§ Zadania do wykonania
1. Wypisz dosłownie fragment artykułu o bombowcu B-1B od słów "Koncern Boeing proponuje" aż do słów "przenoszenie pocisków hipersonicznych." włącznie.
2. Wymień wszystkie rodzaje uzbrojenia, które artykuł o bombowcu B-1B podaje jako przykłady tego, do czego można adaptować pylon LAM.
3. Napisz dalszy ciąg artykułu o bombowcu B-1B, zaczynając od miejsca, w którym urywa się jego tekst.

§ Fragment do przeczytania
^^^^^^^^^^^^^^^^
Zaloguj
reklama Rekord
reklama Rekord

Powrót koncepcji bombowca B-1B jako nosiciela pocisków hipersonicznych

Wizja artystyczna bombowca B-1B przenoszącego pociski hipersoniczne na pylonach podkadłubowych. Rys. Boeing

Koncern Boeing proponuje nowy pylon podkadłubowy typu LAM (Load Adaptable Modular) dla strategicznego samolotu bombowego Rockwell International B-1B Lancer. Jego zastosowanie miałoby znacznie zwiększyć możliwości bojowe bombowca i umożliwić mu przenoszenie pocisków hipersonicznych.

Boeing proponuje siłom powietrznym Stanów Zjednoczonych (USAF) nowy modułowy pylon, który można by instalować na sześciu podkadłubowych punktach zaczepowych bombowca B-1B. Opracowany własnymi nakładami przez Boeinga pylon można w łatwy sposób adaptować do przenoszenia całej gamy uzbrojenia takiego jak: bomby kierowane typu JDAM, bomby szybujące o małym wagomiarze typu SDB, poddźwiękowe pociski samosterujące takie jak JASSM/LRASM, czy samosterujące pociski hipersoniczne, np. będący w opracowaniu pocisk z silnikiem strumieniowym typu HACM (Hypersonic Attack Cruise Missile). Pojedynczy pylon LAM ma mieć maksymalny udźwig 3400 kg.

Według Boeinga, dzięki pylonowi LAM, bombowce B-1B mogłyby przejąć rolę platformy testowej dla przyszłego uzbrojenia hipersonicznego od wyznaczonych do tego celu przez USAF strategicznych samolotów bombowych Boeing B-52H Stratofortress. Z floty liczącej 76 egzemplarzy, osiem B-52H wykorzystywanych jest do różnego rodzaju testów (silników, awioniki, uzbrojenia i innych). Co więcej, realizowana obecnie przez USAF kompleksowa modernizacja floty B-52H sprawi, że 10–12 egzemplarzy rocznie będzie wyłączonych ze służby operacyjnej. Jest to o tyle istotna kwestia, że w przeciwieństwie do B-1B, bombowce B-52H przystosowane są do przenoszenia uzbrojenia jądrowego i stanowią trzon, powietrznego komponentu tzw. atomowej triady Stanów Zjednoczonych. Według Boeinga wyznaczenie B-1B do testów hipersonicznych zwolniłoby z tej funkcji ważniejsze ze strategicznego punktu widzenia B-52H. W ostatnich latach B-52H brały udział w programie testów samosterującego pocisku hipersonicznego Lockheed Martin AGM-183 ARRW (Air-launched Rapid Response Weapon). Część testów zakończyła się niepowodzeniem, co znacznie spowolniło program ARRW. Z tego względu USAF zapowiadają jego wygaszenie i przyspieszenie programu HACM.
^^^^^^^^^^^^^^^^
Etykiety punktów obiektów
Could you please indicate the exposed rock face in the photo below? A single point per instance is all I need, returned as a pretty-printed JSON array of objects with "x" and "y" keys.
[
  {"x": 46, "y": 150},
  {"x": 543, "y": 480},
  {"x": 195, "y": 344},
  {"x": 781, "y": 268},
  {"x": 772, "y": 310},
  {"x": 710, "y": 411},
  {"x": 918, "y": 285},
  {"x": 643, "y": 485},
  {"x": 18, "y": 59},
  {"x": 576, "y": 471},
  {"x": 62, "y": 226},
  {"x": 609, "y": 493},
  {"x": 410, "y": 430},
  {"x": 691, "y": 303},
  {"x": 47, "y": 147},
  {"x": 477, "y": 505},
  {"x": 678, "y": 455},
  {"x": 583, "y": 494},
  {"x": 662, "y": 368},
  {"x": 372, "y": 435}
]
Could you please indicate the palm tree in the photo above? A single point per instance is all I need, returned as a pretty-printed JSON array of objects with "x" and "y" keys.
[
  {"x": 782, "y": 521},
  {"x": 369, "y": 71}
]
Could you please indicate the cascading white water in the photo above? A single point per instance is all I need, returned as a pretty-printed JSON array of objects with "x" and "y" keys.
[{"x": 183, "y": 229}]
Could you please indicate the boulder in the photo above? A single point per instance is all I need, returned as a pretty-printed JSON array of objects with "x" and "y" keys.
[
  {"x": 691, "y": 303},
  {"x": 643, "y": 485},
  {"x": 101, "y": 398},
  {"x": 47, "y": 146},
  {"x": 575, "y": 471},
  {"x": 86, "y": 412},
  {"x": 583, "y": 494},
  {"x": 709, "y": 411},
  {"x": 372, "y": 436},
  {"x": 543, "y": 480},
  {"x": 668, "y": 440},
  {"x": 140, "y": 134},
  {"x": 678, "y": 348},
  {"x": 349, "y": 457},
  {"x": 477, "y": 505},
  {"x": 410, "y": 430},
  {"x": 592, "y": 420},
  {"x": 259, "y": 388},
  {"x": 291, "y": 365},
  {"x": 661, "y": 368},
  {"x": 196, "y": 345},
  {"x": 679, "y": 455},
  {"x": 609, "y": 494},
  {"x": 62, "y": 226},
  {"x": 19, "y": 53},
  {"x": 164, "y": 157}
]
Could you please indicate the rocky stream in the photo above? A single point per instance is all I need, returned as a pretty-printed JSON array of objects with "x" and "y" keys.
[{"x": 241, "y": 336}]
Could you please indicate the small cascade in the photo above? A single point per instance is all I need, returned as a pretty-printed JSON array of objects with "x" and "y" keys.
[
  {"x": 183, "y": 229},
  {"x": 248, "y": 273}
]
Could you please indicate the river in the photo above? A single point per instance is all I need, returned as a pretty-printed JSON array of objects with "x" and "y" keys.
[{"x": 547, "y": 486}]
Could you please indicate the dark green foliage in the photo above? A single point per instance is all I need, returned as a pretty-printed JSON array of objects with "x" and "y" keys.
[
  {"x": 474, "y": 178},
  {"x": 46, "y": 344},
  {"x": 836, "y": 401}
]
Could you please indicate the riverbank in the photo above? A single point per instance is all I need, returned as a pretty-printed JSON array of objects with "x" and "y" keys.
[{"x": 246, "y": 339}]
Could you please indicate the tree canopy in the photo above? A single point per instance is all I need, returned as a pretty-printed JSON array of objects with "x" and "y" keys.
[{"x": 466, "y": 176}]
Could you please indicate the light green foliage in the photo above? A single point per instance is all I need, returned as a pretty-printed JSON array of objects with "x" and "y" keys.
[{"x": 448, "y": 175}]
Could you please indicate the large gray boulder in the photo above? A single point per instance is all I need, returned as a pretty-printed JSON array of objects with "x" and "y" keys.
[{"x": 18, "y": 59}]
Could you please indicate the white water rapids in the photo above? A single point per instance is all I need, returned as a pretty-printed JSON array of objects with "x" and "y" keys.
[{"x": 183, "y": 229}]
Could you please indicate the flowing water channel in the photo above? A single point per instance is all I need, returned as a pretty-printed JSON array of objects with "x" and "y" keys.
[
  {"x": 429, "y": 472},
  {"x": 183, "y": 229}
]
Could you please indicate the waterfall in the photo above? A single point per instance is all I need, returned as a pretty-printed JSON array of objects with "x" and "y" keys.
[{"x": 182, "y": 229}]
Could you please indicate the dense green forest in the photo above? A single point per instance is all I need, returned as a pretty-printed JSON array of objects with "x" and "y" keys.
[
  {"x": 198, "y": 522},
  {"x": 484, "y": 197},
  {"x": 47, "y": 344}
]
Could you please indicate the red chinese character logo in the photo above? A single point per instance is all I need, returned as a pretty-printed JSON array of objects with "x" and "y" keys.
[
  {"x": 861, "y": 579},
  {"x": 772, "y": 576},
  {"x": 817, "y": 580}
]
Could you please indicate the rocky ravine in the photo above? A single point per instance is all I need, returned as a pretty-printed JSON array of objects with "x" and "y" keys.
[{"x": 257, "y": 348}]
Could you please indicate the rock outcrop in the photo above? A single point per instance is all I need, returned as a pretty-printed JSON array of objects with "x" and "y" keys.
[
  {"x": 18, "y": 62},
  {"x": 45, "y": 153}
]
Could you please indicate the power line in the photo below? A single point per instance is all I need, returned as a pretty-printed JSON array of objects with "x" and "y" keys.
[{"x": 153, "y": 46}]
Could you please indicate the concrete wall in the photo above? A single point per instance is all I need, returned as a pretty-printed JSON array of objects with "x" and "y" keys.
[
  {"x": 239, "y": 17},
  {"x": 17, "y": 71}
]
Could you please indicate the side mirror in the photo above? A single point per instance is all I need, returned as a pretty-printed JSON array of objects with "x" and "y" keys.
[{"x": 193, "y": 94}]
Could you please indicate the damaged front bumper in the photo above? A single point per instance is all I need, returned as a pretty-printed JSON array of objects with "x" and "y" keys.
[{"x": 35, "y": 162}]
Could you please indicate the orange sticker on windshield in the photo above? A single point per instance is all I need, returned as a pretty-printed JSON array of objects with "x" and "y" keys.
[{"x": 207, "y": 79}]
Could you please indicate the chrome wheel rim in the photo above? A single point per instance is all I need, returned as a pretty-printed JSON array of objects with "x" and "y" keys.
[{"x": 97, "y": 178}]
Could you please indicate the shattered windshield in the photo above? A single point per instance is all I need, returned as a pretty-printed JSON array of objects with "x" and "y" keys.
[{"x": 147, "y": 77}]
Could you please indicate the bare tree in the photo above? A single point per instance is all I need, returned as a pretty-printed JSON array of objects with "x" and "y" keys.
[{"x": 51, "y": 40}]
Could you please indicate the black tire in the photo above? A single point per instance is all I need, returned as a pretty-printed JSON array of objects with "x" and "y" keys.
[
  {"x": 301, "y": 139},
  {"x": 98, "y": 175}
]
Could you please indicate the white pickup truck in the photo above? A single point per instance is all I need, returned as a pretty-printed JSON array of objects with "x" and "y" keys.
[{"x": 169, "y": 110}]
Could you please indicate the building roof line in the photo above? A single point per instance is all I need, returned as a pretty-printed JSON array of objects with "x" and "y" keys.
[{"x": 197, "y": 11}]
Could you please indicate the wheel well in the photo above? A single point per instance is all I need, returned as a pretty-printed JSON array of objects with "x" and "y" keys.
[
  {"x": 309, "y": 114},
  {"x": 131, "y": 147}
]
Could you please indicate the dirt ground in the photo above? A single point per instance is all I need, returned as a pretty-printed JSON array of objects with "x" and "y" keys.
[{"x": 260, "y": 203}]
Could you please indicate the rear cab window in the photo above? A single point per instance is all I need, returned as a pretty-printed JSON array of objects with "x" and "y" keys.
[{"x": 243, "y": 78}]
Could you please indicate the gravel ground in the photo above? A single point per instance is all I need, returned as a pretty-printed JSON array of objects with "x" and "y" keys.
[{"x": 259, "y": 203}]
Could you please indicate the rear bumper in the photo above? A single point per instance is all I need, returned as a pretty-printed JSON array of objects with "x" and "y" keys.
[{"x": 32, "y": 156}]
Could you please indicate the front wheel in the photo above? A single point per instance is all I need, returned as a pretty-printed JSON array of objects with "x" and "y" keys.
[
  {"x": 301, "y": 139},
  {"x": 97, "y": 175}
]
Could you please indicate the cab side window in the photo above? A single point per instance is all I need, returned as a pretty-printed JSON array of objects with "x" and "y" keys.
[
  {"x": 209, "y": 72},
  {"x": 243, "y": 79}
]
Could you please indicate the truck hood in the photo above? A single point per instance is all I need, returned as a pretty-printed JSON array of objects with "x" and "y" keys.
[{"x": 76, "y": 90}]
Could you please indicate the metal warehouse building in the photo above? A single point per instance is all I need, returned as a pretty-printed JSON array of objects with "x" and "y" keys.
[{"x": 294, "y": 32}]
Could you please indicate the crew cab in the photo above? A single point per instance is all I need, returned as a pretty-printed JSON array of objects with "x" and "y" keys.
^^^^^^^^^^^^^^^^
§ Odpowiedzi do zadań
1.
Koncern Boeing proponuje nowy pylon podkadłubowy typu LAM (Load Adaptable Modular) dla strategicznego samolotu bombowego Rockwell International B-1B Lancer. Jego zastosowanie miałoby znacznie zwiększyć możliwości bojowe bombowca i umożliwić mu przenoszenie pocisków hipersonicznych.

2.
- bomby kierowane typu JDAM
- bomby szybujące o małym wagomiarze typu SDB
- poddźwiękowe pociski samosterujące JASSM/LRASM
- samosterujące pociski hipersoniczne, np. pocisk z silnikiem strumieniowym typu HACM (Hypersonic Attack Cruise Missile)

3.
Makieta pylonu LAM z podwieszonymi pociskami hipersonicznymi. Fot. John Tirpak/Air & Space Forces Magazine

Ewentualne wdrożenie pylonów LAM znacznie zwiększyłoby potencjał bojowy bombowców B-1B. Plan przystosowania B-1B do przenoszenia uzbrojenia na pylonach podkadłubowych po raz pierwszy pojawił się w 2019 r. Siły powietrzne zaczęły wówczas rozważać możliwość przekształcenia B-1B w platformę uderzeniową dalekiego zasięgu oraz nosiciela dodatkowego uzbrojenia implementowanego docelowo przez myśliwce wielozadaniowe. Według USAF koncepcja ta szczególnie sprawdziłaby się na bezkresnych obszarach Pacyfiku. Fabrycznie B-1B zostały wyposażone w osiem kadłubowych punktów zaczepowych. Na co dzień bombowce miały mieć aktywnych sześć podwójnych pylonów podkadłubowych. Na każdym można było podwiesić po dwa pociski samosterujące z głowicami jądrowymi AGM-86B ALCM, lub ewentualnie po dwie atomowe bomby swobodnie spadające typu B61. Ogółem, na pylonach podkadłubowych, można było podwiesić uzbrojenie o masie do 24 ton.

W 1995 r. bombowce B-1B przestały pełnić rolę nosicieli broni jądrowej. Zgodnie z postanowieniami traktatu rozbrojeniowego START, w listopadzie 2007 r., USAF rozpoczęły formalną procedurę stałej konwersji bombowców B-1B do wersji konwencjonalnej. Zakończyła się ona w marcu 2011 r. Jednakże, pomimo pozbawienia B-1B możliwości przenoszenia broni atomowej, kadłubowe punkty zaczepowe można było ponownie „uaktywnić”. W 2008 r. reaktywowano przednie, prawe zaczepy w B-1B przystosowując bombowce do przenoszenia optoelektronicznych zasobników obserwacyjno-celowniczych typu AN/AAQ-33Sniper ATP.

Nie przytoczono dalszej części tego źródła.